**Problem**
Write the records out again, exactly.
Start of Working data
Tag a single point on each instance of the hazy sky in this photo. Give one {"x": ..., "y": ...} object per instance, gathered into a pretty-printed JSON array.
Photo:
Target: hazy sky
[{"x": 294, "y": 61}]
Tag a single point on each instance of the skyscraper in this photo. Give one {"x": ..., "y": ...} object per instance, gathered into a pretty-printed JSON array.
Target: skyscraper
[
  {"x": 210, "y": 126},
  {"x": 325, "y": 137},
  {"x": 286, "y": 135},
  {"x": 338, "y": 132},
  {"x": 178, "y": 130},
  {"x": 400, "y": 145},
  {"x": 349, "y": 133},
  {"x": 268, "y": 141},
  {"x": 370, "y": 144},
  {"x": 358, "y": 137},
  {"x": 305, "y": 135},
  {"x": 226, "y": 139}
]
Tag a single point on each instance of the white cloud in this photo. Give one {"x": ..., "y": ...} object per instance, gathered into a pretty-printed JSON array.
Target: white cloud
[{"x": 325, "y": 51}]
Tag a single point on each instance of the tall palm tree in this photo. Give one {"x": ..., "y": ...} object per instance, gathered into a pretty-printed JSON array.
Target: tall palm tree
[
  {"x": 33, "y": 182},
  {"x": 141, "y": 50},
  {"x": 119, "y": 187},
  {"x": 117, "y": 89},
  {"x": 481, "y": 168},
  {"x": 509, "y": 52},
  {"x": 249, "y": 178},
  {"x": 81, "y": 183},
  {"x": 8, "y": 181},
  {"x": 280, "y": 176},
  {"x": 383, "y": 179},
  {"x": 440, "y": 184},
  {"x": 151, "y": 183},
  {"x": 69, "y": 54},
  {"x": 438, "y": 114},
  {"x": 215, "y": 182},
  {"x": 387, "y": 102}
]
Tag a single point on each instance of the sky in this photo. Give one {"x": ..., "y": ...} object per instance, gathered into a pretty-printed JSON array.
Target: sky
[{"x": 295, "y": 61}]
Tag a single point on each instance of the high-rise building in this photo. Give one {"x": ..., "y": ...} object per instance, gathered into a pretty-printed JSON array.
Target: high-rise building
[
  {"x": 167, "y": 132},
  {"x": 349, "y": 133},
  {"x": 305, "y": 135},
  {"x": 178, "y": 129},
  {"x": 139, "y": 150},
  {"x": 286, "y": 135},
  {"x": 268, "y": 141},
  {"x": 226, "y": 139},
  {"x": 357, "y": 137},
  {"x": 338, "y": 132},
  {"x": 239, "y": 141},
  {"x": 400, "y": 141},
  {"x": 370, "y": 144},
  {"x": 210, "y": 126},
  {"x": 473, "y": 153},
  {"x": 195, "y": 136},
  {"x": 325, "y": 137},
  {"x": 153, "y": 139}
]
End of Working data
**Response to this task**
Tag a single point on each instance of the hazy sky in this photo. Give one {"x": ..., "y": ...} object per instance, gathered into a pretty-printed JSON array.
Photo:
Target: hazy sky
[{"x": 294, "y": 61}]
Tag a single point on each instance of the skyscraper in this photo. Give one {"x": ..., "y": ...} object per instance, gathered into a pretty-printed JSON array.
Target: skyscraper
[
  {"x": 210, "y": 126},
  {"x": 325, "y": 137},
  {"x": 286, "y": 135},
  {"x": 338, "y": 132},
  {"x": 178, "y": 130},
  {"x": 400, "y": 145},
  {"x": 349, "y": 133},
  {"x": 268, "y": 141},
  {"x": 370, "y": 144},
  {"x": 358, "y": 137},
  {"x": 305, "y": 135},
  {"x": 226, "y": 139}
]
Tag a single point on each instance of the white cloud in this photo. Give one {"x": ..., "y": ...} object per instance, gathered into a pretty-printed JSON array.
Target: white cloud
[{"x": 325, "y": 51}]
Tag a single point on each instance of the tall palm tree in this photo. Give one {"x": ..., "y": ...} object per instance, gathered into a pretty-printed JSON array.
Target: tall palm tree
[
  {"x": 33, "y": 182},
  {"x": 141, "y": 50},
  {"x": 119, "y": 187},
  {"x": 117, "y": 89},
  {"x": 481, "y": 168},
  {"x": 509, "y": 52},
  {"x": 249, "y": 178},
  {"x": 81, "y": 183},
  {"x": 8, "y": 181},
  {"x": 280, "y": 176},
  {"x": 383, "y": 179},
  {"x": 440, "y": 184},
  {"x": 151, "y": 183},
  {"x": 69, "y": 54},
  {"x": 438, "y": 114},
  {"x": 215, "y": 182},
  {"x": 387, "y": 102}
]
Tag a single point on each instance of the sky in this photo. Give one {"x": ..., "y": ...} object per instance, gathered into a pretty-printed JSON array.
Target: sky
[{"x": 295, "y": 61}]
Tag a single point on each instance of the high-rise building in this photo. Give one {"x": ..., "y": ...} object per instance, gathered into a pretty-printed JSON array.
Target: high-rise building
[
  {"x": 167, "y": 132},
  {"x": 349, "y": 133},
  {"x": 305, "y": 135},
  {"x": 178, "y": 129},
  {"x": 139, "y": 150},
  {"x": 286, "y": 135},
  {"x": 268, "y": 141},
  {"x": 226, "y": 139},
  {"x": 357, "y": 137},
  {"x": 338, "y": 132},
  {"x": 239, "y": 141},
  {"x": 400, "y": 141},
  {"x": 370, "y": 144},
  {"x": 210, "y": 126},
  {"x": 473, "y": 153},
  {"x": 195, "y": 136},
  {"x": 325, "y": 137},
  {"x": 153, "y": 139}
]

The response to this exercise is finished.